[Material shown — start]
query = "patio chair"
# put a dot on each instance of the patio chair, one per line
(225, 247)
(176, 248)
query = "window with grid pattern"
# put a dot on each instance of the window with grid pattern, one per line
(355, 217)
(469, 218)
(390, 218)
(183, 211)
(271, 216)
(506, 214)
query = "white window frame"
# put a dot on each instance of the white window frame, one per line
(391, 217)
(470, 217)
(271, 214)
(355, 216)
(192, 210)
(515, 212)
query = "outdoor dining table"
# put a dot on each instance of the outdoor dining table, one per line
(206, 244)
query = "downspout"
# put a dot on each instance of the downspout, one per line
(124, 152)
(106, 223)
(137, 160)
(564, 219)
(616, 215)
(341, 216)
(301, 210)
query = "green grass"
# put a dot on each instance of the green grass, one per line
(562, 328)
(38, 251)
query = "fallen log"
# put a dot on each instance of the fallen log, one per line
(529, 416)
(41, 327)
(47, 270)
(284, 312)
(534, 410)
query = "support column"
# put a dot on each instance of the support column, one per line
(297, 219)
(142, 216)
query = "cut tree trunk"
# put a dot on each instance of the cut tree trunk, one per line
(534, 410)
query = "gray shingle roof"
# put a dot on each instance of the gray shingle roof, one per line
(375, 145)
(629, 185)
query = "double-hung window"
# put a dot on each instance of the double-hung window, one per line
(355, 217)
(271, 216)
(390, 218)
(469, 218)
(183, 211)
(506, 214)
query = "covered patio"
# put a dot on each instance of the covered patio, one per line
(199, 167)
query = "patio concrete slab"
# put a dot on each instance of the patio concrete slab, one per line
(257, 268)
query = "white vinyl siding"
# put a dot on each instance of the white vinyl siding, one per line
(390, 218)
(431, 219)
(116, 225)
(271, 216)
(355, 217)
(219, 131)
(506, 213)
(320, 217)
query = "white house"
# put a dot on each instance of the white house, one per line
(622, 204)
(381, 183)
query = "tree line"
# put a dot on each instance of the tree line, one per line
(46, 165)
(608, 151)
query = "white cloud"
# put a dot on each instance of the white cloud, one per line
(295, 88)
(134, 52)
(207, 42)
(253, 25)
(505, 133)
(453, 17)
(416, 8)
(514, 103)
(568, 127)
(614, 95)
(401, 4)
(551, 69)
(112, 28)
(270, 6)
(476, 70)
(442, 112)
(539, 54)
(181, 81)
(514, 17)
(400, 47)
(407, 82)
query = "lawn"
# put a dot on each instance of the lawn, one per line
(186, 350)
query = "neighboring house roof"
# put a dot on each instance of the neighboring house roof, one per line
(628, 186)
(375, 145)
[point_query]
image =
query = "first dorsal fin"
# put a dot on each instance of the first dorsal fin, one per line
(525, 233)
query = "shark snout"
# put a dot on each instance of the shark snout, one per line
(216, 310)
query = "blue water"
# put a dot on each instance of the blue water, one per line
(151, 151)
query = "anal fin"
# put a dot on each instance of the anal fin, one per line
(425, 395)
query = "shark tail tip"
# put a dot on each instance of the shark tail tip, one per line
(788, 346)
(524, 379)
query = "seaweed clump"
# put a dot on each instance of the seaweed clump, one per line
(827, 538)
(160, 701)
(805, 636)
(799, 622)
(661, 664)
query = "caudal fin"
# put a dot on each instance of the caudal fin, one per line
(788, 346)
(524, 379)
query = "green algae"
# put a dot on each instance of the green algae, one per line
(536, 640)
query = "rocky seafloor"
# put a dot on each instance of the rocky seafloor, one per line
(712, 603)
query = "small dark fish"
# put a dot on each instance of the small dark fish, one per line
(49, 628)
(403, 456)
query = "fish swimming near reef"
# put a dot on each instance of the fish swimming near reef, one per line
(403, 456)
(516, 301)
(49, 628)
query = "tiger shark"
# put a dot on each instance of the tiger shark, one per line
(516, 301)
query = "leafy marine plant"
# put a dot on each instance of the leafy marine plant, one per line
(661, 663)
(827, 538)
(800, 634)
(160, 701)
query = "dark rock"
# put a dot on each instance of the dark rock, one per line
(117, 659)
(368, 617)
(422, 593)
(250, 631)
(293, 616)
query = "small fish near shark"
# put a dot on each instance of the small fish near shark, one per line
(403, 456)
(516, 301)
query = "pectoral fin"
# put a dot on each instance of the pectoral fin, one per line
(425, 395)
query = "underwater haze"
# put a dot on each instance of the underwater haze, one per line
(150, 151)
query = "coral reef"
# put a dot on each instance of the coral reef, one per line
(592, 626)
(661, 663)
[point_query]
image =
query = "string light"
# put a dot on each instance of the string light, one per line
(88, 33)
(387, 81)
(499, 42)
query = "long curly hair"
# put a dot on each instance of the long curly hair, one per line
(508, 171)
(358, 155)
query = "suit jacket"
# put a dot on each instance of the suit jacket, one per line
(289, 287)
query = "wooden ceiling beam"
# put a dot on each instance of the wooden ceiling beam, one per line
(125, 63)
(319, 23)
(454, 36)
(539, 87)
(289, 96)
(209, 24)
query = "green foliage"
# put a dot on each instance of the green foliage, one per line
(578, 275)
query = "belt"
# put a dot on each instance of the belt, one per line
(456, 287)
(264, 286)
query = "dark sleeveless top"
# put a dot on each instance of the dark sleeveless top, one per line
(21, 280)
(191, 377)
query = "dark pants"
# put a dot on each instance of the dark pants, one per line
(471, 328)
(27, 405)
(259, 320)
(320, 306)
[Material shown — finish]
▶ What you will do
Copy exactly the lines above, from the one containing "# put a dot on each instance of the underwater" through the very last line.

▶ Response
# put a dot on each instance of the underwater haze, one per line
(150, 151)
query = "coral reef"
# put a dot on each instance of the coral reef, one per line
(592, 626)
(661, 663)
[point_query]
image =
query = "string light"
# put a dot on each instance of the string light, one per line
(88, 33)
(387, 81)
(499, 42)
query = "long curly hair"
# put a dot on each instance of the long curly hair, one per line
(508, 171)
(358, 155)
query = "suit jacket"
# put a dot on each instance of the suit jacket, one per line
(289, 287)
query = "wooden ceiling beam"
# put a dot on each instance of the wooden ceiling beam, one per line
(125, 63)
(319, 23)
(454, 36)
(539, 87)
(289, 96)
(209, 24)
query = "green foliage"
# put a dot on each instance of the green foliage, one per line
(578, 275)
query = "belt"
# put a dot on each instance of the belt, one per line
(456, 287)
(264, 286)
query = "dark sleeveless top"
# put a dot on each instance of the dark sleeveless top, one per line
(21, 280)
(191, 377)
query = "dark pants"
# put a dot on each instance of the dark pants, one per line
(471, 328)
(27, 405)
(259, 320)
(320, 306)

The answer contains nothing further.